* **Description of the task**:
In the text on distillation methods for LLM refusal patterns, give the passage starting with "The paper tackled" and going on through "reduced unsafe content." again, substituting "harmful output" for "unsafe content".

Self and Cross-Model Distillation for LLMs: Effective Methods for Refusal Pattern Alignment
This addresses security risks for users of large language models by improving refusal patterns, though it is incremental as it builds on existing alignment techniques like SFT and RLHF.
The paper tackled the problem of LLMs generating unsafe content in response to toxic prompts by proposing self-distillation and cross-model distillation methods for alignment, resulting in refusal rates approaching 94.51% and reduced unsafe content.
Large Language Models (LLMs) like OpenAI's GPT series, Anthropic's Claude, and Meta's LLaMa have shown remarkable capabilities in text generation. However, their susceptibility to toxic prompts presents significant security challenges. This paper investigates alignment techniques, including Supervised Fine-Tuning (SFT) and Reinforcement Learning from Human Feedback (RLHF), to mitigate these risks. We conduct an empirical study on refusal patterns across nine LLMs, revealing that models with uniform refusal patterns, such as Claude3, exhibit higher security. Based on these findings, we propose self-distilling and cross-model distilling methods to enhance LLM security. Our results show that these methods significantly improve refusal rates and reduce unsafe content, with cross-model distilling achieving refusal rates close to Claude3's 94.51%. These findings underscore the potential of distillation-based alignment in securing LLMs against toxic prompts.

* **Provided information**:
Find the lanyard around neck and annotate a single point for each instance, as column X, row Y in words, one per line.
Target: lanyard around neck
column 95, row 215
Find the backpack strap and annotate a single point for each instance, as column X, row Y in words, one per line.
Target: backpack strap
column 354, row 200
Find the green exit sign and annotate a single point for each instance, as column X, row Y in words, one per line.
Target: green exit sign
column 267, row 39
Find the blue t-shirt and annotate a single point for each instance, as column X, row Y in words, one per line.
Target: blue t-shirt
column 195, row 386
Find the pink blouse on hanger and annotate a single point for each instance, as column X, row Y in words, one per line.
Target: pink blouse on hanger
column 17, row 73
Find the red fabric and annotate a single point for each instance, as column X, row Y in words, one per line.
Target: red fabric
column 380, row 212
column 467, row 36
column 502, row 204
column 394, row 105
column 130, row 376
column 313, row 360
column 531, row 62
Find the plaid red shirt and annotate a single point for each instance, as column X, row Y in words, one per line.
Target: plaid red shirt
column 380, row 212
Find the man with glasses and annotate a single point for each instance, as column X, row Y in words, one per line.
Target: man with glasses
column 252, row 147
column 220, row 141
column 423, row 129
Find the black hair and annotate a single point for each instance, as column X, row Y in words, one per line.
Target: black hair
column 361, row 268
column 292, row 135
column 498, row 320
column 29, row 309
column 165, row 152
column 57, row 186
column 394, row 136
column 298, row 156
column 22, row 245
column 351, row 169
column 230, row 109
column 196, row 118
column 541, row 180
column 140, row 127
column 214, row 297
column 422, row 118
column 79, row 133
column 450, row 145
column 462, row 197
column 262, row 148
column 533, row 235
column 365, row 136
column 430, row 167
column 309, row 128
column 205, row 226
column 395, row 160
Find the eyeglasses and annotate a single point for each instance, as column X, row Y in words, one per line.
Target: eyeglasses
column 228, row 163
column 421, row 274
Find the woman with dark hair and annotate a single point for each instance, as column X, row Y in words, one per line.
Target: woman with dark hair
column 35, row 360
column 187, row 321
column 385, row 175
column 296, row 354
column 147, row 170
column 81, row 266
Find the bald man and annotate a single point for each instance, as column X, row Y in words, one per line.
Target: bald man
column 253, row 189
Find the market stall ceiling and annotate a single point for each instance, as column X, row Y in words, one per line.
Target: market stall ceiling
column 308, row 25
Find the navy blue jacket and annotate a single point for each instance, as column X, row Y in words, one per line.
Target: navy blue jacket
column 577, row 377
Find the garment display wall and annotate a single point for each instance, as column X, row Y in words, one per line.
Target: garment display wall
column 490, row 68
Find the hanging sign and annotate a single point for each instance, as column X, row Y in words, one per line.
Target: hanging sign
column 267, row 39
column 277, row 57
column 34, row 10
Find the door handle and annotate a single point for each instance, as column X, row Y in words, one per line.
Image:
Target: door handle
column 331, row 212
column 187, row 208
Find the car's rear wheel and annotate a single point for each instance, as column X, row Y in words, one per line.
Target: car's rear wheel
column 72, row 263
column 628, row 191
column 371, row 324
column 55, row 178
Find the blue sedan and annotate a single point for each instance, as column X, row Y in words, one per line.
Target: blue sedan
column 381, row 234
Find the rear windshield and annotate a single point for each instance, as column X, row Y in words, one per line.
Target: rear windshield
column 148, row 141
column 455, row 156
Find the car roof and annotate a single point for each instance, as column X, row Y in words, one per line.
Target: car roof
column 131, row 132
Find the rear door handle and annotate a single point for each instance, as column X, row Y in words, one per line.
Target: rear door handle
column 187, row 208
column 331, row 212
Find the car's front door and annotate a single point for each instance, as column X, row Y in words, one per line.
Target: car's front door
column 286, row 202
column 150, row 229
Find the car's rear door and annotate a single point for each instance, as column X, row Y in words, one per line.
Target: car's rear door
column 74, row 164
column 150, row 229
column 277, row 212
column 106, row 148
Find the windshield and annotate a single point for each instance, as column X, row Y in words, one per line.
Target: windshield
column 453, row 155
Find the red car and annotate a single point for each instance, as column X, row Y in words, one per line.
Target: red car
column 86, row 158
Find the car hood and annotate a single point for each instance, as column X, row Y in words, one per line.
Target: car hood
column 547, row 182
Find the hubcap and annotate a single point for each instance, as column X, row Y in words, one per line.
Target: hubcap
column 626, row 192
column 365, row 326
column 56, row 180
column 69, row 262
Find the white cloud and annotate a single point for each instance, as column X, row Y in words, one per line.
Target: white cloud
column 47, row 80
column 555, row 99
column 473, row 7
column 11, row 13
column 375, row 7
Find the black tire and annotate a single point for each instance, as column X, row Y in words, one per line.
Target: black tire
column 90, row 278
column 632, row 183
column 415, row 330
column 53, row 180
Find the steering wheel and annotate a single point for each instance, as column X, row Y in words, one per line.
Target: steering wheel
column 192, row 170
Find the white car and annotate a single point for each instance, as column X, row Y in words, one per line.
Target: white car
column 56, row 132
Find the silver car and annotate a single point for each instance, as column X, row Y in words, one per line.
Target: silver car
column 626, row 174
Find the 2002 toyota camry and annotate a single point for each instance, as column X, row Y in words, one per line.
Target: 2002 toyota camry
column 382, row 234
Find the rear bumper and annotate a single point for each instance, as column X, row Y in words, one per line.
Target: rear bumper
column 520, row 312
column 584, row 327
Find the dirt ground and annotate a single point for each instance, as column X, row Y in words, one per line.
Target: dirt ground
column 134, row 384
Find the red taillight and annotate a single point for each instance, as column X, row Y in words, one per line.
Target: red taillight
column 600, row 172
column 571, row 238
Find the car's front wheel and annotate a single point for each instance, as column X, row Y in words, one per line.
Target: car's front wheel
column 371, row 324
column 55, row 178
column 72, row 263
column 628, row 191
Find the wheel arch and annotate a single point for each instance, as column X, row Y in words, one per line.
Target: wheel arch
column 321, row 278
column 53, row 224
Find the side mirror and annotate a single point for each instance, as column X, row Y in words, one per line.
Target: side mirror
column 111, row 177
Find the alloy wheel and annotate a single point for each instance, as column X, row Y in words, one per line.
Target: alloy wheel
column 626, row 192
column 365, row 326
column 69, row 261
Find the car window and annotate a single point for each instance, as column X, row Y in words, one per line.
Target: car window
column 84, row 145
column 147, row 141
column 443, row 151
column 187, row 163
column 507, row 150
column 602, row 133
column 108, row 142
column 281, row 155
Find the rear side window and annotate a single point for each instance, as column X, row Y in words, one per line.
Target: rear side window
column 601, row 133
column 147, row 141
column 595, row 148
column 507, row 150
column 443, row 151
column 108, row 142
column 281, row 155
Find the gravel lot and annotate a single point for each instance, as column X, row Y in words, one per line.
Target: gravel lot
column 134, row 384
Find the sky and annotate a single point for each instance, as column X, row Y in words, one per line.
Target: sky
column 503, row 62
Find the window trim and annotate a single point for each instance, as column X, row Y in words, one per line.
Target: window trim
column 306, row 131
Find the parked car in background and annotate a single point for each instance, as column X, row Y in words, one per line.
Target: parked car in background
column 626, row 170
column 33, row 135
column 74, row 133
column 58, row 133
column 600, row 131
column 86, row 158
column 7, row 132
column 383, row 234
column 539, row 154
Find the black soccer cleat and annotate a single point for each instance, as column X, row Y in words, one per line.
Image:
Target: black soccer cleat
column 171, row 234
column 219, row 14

* **Exercise response**:
The paper tackled the problem of LLMs generating harmful output in response to toxic prompts by proposing self-distillation and cross-model distillation methods for alignment, resulting in refusal rates approaching 94.51% and reduced harmful output.